Zähle die Zeilen der folgenden Einträge, in denen das Wort „ceiling“ vorkommt, wobei Groß- und Kleinschreibung zu beachten ist, und gib nur die Anzahl an.

_DIE EINGABE_
_ _ _ _ _ _ _
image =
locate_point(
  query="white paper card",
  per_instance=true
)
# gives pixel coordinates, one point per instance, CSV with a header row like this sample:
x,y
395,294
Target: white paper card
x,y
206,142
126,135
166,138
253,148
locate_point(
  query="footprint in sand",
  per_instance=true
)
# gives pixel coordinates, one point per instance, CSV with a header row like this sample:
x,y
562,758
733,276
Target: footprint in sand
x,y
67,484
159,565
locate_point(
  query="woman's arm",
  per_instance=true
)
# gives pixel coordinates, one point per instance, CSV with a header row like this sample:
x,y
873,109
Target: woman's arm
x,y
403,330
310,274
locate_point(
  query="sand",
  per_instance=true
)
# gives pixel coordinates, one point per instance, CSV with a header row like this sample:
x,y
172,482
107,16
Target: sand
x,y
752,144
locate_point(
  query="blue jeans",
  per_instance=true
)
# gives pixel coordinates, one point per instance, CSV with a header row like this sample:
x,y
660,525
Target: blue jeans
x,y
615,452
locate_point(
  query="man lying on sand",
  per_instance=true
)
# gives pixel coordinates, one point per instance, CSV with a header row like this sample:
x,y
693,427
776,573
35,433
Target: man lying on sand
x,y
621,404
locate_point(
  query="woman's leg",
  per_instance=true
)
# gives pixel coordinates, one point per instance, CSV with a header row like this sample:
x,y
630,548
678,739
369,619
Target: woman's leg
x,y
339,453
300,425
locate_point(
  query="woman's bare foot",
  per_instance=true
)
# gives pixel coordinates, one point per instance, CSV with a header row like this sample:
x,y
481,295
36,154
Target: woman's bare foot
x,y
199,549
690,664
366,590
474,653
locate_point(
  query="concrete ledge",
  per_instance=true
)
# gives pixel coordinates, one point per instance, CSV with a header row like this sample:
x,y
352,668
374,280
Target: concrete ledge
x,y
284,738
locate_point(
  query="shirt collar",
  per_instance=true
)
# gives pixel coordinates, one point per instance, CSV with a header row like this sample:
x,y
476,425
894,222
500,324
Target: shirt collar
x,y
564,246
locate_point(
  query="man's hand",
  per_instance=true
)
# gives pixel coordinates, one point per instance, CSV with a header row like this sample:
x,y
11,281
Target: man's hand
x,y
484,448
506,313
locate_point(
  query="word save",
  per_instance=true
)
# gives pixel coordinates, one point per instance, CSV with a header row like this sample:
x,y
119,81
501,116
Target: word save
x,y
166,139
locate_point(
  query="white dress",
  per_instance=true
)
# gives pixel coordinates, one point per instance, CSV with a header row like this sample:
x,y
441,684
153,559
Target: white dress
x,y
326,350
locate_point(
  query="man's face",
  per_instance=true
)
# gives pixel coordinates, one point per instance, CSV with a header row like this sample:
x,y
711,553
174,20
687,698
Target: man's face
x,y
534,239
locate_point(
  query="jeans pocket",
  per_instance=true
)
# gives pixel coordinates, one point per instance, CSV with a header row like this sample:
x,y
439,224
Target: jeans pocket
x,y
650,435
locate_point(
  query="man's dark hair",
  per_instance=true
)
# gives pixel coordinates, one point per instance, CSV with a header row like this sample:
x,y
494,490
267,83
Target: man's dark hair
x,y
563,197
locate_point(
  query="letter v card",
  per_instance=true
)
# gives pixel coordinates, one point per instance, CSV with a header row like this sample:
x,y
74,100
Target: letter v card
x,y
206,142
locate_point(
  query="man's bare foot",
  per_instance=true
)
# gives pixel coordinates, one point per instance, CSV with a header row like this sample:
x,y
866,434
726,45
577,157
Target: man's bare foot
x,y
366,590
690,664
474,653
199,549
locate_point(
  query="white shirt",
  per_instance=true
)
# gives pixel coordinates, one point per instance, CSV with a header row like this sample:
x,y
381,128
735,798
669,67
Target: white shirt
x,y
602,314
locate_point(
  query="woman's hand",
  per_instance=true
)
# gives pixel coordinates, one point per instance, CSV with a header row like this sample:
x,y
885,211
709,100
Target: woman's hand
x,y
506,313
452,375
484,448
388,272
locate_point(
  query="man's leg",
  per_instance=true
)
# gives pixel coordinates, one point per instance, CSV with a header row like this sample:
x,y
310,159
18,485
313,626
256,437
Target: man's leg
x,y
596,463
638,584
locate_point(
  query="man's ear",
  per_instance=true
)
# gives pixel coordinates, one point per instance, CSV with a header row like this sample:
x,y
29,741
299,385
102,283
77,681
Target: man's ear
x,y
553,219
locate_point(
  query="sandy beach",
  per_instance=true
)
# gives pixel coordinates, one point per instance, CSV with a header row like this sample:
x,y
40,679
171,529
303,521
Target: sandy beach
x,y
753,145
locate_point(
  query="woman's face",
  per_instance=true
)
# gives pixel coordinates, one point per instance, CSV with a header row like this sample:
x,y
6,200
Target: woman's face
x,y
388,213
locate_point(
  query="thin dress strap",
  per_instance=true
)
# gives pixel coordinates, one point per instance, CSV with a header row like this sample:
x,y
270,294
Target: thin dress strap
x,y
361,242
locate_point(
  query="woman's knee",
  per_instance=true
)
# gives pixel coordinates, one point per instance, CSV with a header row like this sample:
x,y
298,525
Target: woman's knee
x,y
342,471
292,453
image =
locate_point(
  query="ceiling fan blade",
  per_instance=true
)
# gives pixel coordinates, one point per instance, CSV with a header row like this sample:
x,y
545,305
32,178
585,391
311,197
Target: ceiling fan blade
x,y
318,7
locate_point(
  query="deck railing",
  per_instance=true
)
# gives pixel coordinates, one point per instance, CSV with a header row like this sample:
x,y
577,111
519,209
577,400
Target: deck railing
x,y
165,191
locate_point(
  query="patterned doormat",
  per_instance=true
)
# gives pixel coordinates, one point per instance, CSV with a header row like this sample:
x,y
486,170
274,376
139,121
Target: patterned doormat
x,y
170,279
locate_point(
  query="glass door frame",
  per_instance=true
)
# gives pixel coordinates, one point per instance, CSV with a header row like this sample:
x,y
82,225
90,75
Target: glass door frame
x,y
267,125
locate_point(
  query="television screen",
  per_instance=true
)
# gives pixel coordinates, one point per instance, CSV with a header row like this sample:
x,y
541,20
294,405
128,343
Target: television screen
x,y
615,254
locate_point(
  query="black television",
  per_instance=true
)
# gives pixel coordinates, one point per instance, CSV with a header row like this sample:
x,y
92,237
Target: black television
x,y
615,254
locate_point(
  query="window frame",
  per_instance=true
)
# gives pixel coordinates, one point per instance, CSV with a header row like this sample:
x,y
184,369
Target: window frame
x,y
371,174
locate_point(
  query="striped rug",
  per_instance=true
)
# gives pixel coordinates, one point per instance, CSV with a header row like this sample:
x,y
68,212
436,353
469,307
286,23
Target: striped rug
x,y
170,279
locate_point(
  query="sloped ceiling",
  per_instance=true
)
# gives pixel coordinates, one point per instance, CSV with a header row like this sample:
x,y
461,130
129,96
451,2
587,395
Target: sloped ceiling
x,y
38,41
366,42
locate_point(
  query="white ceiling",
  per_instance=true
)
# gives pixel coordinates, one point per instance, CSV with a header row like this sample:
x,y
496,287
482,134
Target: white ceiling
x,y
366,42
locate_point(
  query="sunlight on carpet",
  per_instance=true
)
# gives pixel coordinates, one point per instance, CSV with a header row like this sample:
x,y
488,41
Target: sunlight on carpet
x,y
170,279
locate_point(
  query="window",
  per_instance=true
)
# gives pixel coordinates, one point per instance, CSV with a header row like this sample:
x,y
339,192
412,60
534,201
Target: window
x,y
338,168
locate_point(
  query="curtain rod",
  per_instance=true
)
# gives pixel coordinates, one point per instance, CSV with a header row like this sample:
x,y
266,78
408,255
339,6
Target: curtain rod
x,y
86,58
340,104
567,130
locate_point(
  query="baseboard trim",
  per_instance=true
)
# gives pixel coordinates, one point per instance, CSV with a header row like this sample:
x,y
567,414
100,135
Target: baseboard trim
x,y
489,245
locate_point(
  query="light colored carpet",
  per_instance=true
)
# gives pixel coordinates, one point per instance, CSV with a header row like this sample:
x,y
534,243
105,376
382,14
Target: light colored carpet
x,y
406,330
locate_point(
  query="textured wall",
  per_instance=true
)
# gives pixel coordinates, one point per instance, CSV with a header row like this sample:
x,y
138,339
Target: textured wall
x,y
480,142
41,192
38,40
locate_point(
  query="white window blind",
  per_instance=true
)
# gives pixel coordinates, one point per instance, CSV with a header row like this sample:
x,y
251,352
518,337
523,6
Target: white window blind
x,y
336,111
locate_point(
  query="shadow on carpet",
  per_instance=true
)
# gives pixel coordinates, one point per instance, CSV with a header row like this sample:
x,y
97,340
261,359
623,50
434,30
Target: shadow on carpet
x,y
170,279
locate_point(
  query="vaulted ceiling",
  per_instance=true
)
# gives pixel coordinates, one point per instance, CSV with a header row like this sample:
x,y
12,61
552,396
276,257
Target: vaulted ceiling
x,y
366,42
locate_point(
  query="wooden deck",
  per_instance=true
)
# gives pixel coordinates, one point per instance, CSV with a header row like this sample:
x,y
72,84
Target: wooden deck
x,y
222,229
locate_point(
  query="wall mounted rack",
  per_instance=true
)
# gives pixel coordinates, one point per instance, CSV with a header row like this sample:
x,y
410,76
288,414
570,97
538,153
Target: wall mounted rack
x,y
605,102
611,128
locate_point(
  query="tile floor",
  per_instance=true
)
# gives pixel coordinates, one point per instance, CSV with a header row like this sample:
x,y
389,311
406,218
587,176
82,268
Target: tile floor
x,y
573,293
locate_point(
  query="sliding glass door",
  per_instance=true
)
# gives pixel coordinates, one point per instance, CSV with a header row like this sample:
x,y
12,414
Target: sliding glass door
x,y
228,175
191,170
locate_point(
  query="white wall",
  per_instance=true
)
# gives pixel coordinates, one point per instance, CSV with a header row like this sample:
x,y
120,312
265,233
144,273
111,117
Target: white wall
_ _ _ _ _ _ _
_GELÖSTE AUFGABE_
8